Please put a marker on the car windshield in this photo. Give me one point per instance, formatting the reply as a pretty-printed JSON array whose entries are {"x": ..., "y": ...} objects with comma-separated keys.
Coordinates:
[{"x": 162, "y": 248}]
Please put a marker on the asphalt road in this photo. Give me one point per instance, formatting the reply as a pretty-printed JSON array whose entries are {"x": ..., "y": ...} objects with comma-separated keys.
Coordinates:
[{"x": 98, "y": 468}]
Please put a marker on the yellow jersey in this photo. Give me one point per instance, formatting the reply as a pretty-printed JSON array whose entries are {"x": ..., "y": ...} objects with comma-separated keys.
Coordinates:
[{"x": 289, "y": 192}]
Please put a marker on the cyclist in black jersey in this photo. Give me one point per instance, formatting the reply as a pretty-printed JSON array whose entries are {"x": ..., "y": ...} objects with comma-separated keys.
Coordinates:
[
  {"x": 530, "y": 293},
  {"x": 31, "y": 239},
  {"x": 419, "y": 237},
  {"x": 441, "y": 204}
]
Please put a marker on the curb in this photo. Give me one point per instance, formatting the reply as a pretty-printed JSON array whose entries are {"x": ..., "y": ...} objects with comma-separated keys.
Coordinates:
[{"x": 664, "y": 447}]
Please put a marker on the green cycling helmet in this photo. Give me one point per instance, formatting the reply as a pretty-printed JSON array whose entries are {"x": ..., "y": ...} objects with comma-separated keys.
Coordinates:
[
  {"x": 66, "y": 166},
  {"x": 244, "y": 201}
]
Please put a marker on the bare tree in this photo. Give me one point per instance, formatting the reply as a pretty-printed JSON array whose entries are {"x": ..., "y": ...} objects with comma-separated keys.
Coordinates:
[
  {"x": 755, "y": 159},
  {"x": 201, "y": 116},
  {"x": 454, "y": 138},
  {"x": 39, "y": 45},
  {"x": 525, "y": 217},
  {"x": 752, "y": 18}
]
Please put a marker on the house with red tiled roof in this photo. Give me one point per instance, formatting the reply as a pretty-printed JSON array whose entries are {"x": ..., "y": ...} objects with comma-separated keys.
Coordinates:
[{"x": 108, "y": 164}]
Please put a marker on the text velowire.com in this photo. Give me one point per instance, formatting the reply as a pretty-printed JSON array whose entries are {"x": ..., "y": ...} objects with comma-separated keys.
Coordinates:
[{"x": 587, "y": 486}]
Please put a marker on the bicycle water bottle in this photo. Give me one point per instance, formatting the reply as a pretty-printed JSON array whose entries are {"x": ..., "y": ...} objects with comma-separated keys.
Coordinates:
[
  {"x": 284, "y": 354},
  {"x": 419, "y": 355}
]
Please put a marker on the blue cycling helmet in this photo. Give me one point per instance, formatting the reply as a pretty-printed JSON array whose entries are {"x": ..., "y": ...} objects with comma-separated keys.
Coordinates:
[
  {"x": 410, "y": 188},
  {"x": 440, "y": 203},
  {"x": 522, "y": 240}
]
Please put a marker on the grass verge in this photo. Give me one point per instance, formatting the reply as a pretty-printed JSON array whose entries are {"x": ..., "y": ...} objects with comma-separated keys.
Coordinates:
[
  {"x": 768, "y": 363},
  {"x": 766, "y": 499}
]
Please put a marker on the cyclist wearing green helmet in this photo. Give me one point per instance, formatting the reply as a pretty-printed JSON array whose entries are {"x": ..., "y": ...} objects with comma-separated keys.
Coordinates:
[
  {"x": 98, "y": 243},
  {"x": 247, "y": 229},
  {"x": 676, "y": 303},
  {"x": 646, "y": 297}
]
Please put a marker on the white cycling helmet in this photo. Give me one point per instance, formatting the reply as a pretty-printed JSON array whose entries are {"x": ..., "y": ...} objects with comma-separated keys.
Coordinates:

_____

**The problem**
Look above for the line containing "Please put a marker on the grass"; copy from it through the last line, exactly, and nothing more.

**Solution for this exercise**
Please put a marker on the grass verge in this photo. Give me one point per instance, formatting the reply as a pretty-printed JSON array whose entries are {"x": ..., "y": ...} objects with comma-separated keys.
Coordinates:
[
  {"x": 768, "y": 363},
  {"x": 766, "y": 499}
]
Please put a marker on the cyclist wearing green helmet in this photo. Give me one point per instance, formatting the reply as a pretty-printed JSON array whose entries are {"x": ..., "y": ...} objects with comma-separated keys.
Coordinates:
[
  {"x": 98, "y": 243},
  {"x": 247, "y": 229},
  {"x": 676, "y": 303},
  {"x": 646, "y": 297}
]
Please put a marker on the white cycling helmet in this photo. Give me one point per instance, formatting the reply as a pretty-printed JSON array whose entries are {"x": ..., "y": ...} objects with comma-separated keys.
Coordinates:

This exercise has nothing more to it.